**Problem to work on**.
In the listing below, the lines starting with the line with "[[341, 227], [178, 33], [362, 437]]" and going on through the line with "[[337, 45], [44, 211], [233, 186]]" are to be reproduced exactly, and only those.

#### Input data ####

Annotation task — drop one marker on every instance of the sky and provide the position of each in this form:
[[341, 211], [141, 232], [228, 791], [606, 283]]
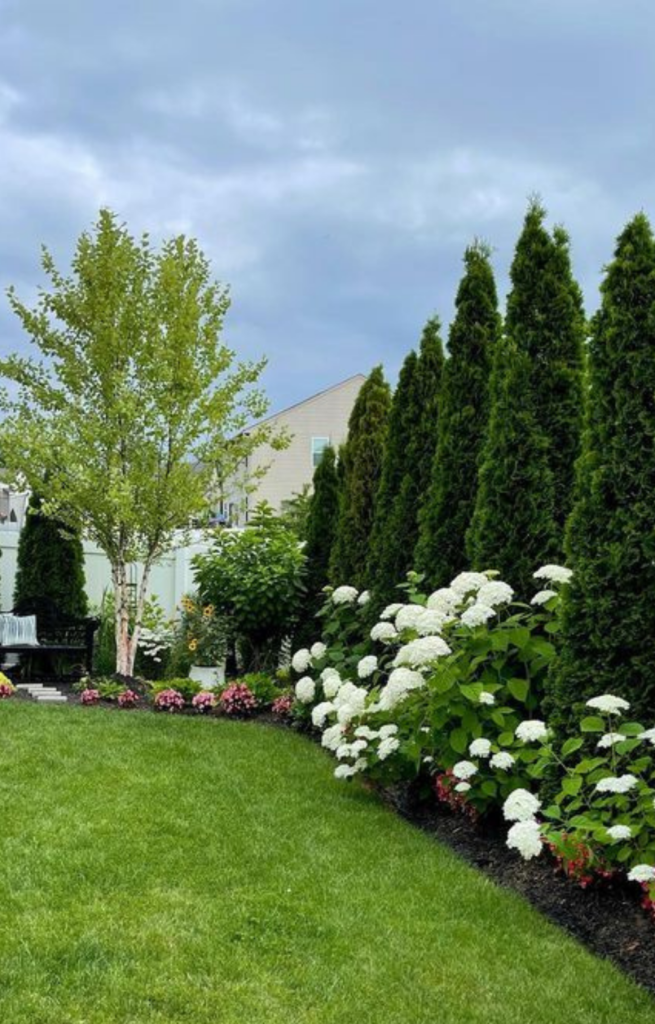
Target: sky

####
#### Input data ####

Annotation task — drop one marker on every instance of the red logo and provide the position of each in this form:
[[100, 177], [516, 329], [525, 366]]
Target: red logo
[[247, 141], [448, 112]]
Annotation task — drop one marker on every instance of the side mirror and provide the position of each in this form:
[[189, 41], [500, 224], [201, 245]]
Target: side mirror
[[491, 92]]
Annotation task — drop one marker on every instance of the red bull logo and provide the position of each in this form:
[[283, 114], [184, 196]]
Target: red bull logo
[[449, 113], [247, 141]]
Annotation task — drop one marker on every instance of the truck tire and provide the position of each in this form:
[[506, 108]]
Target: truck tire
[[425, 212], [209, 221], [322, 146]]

####
#### Input data ####

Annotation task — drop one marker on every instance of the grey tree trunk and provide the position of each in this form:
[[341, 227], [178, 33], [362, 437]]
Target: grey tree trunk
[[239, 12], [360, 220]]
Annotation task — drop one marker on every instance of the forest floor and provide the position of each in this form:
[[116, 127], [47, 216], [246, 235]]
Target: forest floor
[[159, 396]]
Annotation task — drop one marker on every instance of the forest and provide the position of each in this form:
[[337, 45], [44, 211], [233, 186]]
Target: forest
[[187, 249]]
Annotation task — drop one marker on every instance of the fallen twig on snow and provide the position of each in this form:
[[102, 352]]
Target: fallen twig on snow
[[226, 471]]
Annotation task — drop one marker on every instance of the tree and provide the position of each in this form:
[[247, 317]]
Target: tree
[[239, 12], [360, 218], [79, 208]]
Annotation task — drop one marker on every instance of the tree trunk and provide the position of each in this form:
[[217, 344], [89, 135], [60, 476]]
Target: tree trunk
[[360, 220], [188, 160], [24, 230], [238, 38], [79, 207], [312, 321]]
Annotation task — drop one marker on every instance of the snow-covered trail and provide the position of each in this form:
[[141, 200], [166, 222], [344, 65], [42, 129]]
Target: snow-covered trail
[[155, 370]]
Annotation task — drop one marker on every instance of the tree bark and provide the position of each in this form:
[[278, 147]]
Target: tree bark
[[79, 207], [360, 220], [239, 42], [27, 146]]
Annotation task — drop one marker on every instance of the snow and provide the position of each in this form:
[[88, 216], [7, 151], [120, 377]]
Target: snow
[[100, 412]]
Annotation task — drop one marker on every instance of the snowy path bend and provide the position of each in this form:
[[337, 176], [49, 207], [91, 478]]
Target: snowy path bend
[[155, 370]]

####

**Output below**.
[[341, 227], [178, 33], [362, 437]]
Target: grey tree trunk
[[239, 12], [360, 220]]
Annotation task — drop one marker on every instance of the forest floor and provide the position of each in this form:
[[116, 127], [47, 216], [246, 235]]
Target: forest floor
[[159, 396]]
Annotation task — drop one marker on every instance of the forest and provide the position of each in this form:
[[337, 45], [44, 211], [233, 186]]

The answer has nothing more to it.